> Material for this task

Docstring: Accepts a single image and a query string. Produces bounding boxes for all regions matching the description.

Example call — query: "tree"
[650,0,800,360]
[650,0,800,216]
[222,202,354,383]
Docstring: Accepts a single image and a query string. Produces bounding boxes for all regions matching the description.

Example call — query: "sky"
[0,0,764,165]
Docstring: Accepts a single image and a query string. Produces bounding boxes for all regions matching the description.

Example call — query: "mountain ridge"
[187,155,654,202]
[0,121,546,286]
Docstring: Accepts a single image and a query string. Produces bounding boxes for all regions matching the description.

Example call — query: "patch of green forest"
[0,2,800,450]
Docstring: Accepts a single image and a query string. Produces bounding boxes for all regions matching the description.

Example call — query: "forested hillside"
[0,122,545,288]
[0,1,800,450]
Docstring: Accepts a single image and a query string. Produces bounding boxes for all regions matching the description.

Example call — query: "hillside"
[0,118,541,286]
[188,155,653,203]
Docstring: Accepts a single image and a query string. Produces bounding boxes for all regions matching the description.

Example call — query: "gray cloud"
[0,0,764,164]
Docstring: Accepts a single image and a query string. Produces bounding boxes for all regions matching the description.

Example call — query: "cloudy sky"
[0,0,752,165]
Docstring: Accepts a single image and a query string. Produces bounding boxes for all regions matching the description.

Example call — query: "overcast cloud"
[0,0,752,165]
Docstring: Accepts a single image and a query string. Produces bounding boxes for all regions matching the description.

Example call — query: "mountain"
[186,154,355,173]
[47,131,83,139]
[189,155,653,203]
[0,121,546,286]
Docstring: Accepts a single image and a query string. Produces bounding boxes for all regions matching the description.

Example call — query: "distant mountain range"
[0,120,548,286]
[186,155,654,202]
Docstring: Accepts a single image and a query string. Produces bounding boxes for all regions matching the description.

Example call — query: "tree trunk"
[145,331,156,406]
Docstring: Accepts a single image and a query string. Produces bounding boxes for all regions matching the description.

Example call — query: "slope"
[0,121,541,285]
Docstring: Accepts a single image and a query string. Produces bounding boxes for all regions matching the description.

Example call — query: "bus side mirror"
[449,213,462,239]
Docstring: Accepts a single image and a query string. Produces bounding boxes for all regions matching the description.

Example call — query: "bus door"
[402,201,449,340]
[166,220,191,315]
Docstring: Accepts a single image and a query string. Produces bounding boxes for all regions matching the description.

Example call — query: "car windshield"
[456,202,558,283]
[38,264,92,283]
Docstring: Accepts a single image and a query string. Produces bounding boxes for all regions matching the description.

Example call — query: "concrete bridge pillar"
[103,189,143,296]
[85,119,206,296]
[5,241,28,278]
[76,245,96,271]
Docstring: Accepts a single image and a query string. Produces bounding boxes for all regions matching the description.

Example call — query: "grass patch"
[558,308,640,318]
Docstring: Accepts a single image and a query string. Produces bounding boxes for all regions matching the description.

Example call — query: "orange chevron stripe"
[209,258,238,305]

> Exercise requirements
Which lines of the data contain the string "patch"? Return each of them in full.

> Reply to the task
Example call — query: "patch of green forest"
Example call — query: "grass patch"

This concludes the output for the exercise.